§ **Exercise aim**:
Only the records, repeated exactly, should make up the response.

********************

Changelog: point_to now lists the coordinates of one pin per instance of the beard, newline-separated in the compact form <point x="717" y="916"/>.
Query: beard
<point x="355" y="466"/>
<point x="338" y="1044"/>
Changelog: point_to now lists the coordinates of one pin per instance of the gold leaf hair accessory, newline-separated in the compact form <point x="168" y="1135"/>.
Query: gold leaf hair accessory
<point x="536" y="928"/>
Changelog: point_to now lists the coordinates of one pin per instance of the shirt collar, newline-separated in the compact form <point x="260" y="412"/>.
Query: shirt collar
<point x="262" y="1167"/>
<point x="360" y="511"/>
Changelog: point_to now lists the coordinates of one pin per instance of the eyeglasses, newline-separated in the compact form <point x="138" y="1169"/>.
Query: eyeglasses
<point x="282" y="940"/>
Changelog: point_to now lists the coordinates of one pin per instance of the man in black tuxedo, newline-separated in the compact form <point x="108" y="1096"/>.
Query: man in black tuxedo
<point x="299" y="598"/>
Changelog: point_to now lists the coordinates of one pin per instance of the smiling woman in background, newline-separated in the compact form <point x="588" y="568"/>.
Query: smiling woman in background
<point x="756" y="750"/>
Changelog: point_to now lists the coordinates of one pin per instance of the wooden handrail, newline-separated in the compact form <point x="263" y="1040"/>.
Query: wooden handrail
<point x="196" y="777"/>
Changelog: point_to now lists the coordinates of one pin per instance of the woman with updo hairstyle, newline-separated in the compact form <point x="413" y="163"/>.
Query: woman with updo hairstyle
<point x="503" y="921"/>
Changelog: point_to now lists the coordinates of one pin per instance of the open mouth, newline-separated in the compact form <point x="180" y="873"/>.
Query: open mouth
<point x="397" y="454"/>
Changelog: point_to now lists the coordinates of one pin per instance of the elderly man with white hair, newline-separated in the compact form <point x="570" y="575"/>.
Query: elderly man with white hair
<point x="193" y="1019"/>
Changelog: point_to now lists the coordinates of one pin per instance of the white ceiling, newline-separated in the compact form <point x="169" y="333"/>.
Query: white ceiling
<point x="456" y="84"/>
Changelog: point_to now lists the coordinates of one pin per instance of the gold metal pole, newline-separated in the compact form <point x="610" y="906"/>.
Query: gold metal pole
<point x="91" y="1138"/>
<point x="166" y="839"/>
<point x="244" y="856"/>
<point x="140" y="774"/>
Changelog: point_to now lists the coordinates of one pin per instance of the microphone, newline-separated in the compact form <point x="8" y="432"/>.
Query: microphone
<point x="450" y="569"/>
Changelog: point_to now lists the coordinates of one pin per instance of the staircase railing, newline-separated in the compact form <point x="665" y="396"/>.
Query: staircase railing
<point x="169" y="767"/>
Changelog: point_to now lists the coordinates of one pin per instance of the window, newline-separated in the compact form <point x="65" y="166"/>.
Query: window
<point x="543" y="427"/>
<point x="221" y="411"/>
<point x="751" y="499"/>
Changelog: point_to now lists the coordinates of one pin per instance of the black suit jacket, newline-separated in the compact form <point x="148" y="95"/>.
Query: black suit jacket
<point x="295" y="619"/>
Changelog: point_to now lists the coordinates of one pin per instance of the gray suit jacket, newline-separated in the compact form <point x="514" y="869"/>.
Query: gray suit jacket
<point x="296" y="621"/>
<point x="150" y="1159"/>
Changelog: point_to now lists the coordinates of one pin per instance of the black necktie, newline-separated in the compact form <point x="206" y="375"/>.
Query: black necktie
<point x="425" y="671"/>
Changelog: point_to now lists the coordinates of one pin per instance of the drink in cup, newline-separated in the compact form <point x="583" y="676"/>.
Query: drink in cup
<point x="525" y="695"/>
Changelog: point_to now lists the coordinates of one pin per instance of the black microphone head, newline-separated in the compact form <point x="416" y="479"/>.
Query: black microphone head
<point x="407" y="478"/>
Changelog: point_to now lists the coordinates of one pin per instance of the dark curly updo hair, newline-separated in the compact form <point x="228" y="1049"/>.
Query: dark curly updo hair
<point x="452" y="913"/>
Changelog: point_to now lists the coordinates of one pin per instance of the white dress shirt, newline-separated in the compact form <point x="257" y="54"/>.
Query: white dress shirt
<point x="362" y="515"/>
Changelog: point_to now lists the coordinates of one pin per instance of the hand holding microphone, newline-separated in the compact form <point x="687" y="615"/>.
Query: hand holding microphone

********************

§ **Written answer**:
Changelog: point_to now lists the coordinates of one pin per instance of the beard, newline-separated in the compact form <point x="717" y="916"/>.
Query: beard
<point x="355" y="466"/>
<point x="338" y="1044"/>
Changelog: point_to now lists the coordinates of one pin per instance of the gold leaf hair accessory, newline-separated in the compact form <point x="168" y="1135"/>.
Query: gold leaf hair accessory
<point x="536" y="928"/>
Changelog: point_to now lists the coordinates of one pin per instance of the shirt collar, newline-separated in the compact form <point x="260" y="412"/>.
Query: shirt collar
<point x="262" y="1167"/>
<point x="360" y="511"/>
Changelog: point_to now lists the coordinates of one pin per instance of the eyeglasses, newline-separated in the compact form <point x="138" y="1169"/>.
Query: eyeglasses
<point x="282" y="940"/>
Changelog: point_to now lists the coordinates of one pin per instance of the man in black tuxedo, newline-separated in the compact form <point x="108" y="1096"/>.
Query: man in black tuxedo
<point x="299" y="598"/>
Changelog: point_to now lists the coordinates of one pin per instance of the smiling woman in background, newline-separated in the compact form <point x="588" y="568"/>.
Query: smiling woman in background
<point x="756" y="750"/>
Changelog: point_to now lists the coordinates of one pin per instance of the wooden handrail, newline-separated in the compact form <point x="263" y="1040"/>.
Query: wooden handrail
<point x="196" y="777"/>
Changelog: point_to now lists the coordinates of one pin per instance of the woman with updo hairstyle, newline-separated in the compact form <point x="413" y="163"/>.
Query: woman with updo hairstyle
<point x="503" y="921"/>
Changelog: point_to now lists the coordinates of one pin per instance of the open mouth, newline-separated in the compact form <point x="180" y="873"/>.
Query: open mouth
<point x="397" y="454"/>
Changelog: point_to now lists the coordinates of one pin per instance of the elderly man with white hair, newline-separated in the compact form <point x="570" y="575"/>.
Query: elderly man with white hair
<point x="193" y="1019"/>
Changelog: point_to now lists the coordinates of one pin per instance of the white ceiling, newline-separated in the compact form <point x="169" y="333"/>.
Query: white ceiling
<point x="456" y="84"/>
Changelog: point_to now lists the coordinates of one pin per instance of the gold metal pole, newline-separated in the compact form <point x="610" y="906"/>.
Query: gold metal pole
<point x="91" y="1138"/>
<point x="166" y="839"/>
<point x="244" y="856"/>
<point x="140" y="774"/>
Changelog: point_to now lists the coordinates of one pin per instance of the microphone, newline-separated in the compact form <point x="8" y="432"/>.
Query: microphone
<point x="450" y="569"/>
Changelog: point_to now lists the coordinates of one pin per instance of the staircase railing, newline-separated in the compact form <point x="665" y="396"/>.
Query: staircase railing
<point x="169" y="767"/>
Changelog: point_to now lists the coordinates of one pin per instance of the window, newline-separated in the compact form <point x="65" y="166"/>.
Query: window
<point x="543" y="427"/>
<point x="221" y="411"/>
<point x="751" y="499"/>
Changelog: point_to now lists the coordinates of one pin per instance of the black suit jacket, newline-separated in the compact form <point x="148" y="95"/>.
Query: black suit jacket
<point x="295" y="619"/>
Changelog: point_to now lists the coordinates of one pin per instance of the gray suit jacket, newline-separated in the compact form <point x="514" y="869"/>.
Query: gray suit jacket
<point x="296" y="621"/>
<point x="150" y="1159"/>
Changelog: point_to now lists the coordinates of one pin per instance of the black necktie, newline-separated in the compact form <point x="206" y="375"/>.
Query: black necktie
<point x="425" y="671"/>
Changelog: point_to now lists the coordinates of one pin per instance of the drink in cup, newline-separated in the compact form <point x="583" y="676"/>.
Query: drink in cup
<point x="525" y="695"/>
Changelog: point_to now lists the coordinates of one pin per instance of the black microphone head, newline-separated in the compact form <point x="416" y="479"/>.
Query: black microphone head
<point x="407" y="478"/>
Changelog: point_to now lists the coordinates of one pin per instance of the dark curly updo hair, newline-separated in the compact form <point x="228" y="1049"/>.
Query: dark curly updo hair
<point x="452" y="913"/>
Changelog: point_to now lists the coordinates of one pin per instance of the white dress shirt, newline-separated in the compact form <point x="257" y="54"/>.
Query: white dress shirt
<point x="362" y="515"/>
Changelog: point_to now lists the coordinates of one pin per instance of the hand holding microphone, newline-separated in the compact form <point x="687" y="615"/>.
Query: hand holding microphone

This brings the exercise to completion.